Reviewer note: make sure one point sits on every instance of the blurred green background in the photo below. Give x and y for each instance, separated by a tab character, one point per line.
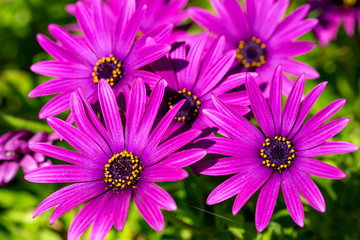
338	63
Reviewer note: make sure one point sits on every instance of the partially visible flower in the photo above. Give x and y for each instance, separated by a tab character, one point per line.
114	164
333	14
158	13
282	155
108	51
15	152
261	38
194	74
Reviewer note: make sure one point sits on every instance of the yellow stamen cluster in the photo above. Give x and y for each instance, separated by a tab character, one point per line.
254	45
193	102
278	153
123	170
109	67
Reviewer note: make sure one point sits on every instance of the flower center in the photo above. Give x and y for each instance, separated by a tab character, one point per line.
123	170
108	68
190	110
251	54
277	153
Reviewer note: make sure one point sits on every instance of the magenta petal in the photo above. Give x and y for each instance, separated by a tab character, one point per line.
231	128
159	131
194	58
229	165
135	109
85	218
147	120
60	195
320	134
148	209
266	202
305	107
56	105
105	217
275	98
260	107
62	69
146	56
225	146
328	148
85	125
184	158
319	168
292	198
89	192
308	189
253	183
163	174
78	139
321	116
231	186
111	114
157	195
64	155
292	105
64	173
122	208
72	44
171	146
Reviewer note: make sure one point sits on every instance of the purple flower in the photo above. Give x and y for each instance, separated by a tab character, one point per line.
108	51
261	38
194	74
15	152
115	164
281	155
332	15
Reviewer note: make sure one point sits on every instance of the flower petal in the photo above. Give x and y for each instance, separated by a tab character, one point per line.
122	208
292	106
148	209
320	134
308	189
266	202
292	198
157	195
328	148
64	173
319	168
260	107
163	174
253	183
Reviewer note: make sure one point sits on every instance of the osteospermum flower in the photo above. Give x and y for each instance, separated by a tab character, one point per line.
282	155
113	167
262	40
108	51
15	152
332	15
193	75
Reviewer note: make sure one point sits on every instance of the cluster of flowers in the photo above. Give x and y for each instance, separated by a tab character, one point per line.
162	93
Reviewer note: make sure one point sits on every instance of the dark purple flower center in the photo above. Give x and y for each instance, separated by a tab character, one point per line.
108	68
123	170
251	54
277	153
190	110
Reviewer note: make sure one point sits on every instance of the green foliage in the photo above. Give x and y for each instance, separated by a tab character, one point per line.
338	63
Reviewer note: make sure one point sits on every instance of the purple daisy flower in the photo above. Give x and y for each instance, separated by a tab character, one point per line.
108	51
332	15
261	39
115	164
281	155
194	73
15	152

○ ○ ○ ○ ○

§ PROBLEM STATEMENT: Could you repeat all of the records above with "Annotator note" in place of every "Reviewer note", changing nothing else and leaving out the pictures?

§ ANSWER TO THE EXERCISE:
Annotator note: make sure one point sits on every instance of the blurred green background in the photo below. Give x and y for each instance, separated by a tab character, one point per line.
338	63
Annotator note: make sure one point sits on every instance of the partially visible flower in the photo above. Give x and y for each instance, separated by a tab character, one point per line.
114	164
333	14
158	13
282	155
108	51
15	152
261	38
194	74
Annotator note: make sure one point sits on every instance of the yellow stamen cluster in the photo above. Give x and y for each instance, separated by a tab character, one point per line.
254	45
193	102
278	153
123	170
109	67
Annotator note: make sure one point sits on every instance of the flower center in the photo above. Give x and y for each instance, separated by a tab character, one point per line.
123	170
108	68
190	110
251	54
277	153
Annotator note: make sure one point sits on every instance of the magenta petal in the photo above. Give x and y for each instance, separated by a tab character, one point per line.
231	128
159	131
194	58
229	165
135	109
85	218
147	120
60	195
320	134
148	209
266	202
305	107
56	105
105	217
275	98
260	107
62	69
146	56
225	146
328	148
85	125
184	158
319	168
292	198
89	192
308	189
253	183
163	174
78	139
321	116
231	186
111	114
157	195
64	155
292	105
64	173
122	208
72	44
171	146
Annotator note: make sure one point sits on every instance of the purple flower in the photo above. Give x and y for each instance, separated by a tab character, one point per line.
108	51
261	38
194	74
15	152
115	164
281	155
332	15
Annotator note: make sure one point sits on every instance of the flower petal in the photo above. Give x and y for each instance, separated by a tab character, one point per line.
122	208
292	106
148	209
320	134
308	189
266	202
292	198
157	195
328	148
64	173
319	168
260	107
163	174
253	183
Annotator note: make sure one point sits on every instance of the osteospermum flower in the photo above. Give x and y for each instance, separated by a tab character, one point per line.
282	155
113	167
262	40
108	51
15	152
332	15
193	75
Annotator note: make sure one point sits on every instance of the cluster of flowers in the photo above. Give x and y for each instance, separated by a tab character, one point per line.
162	93
Annotator note: make sure one point sits on every instance of the dark purple flower center in the photo above. Give x and y for each instance, separated by a tab character, one point per line.
108	68
123	170
251	54
277	153
190	110
Annotator note: make sure one point sits on every instance of the green foliage in the photo above. Give x and y for each instance, separated by a tab character, one point per line.
338	63
Annotator note: make sure one point sits on every instance of the purple daisy flower in the photo above. Give x and y for each instance, separated by a tab character, one point per line.
108	51
332	15
261	39
115	164
281	155
194	73
15	152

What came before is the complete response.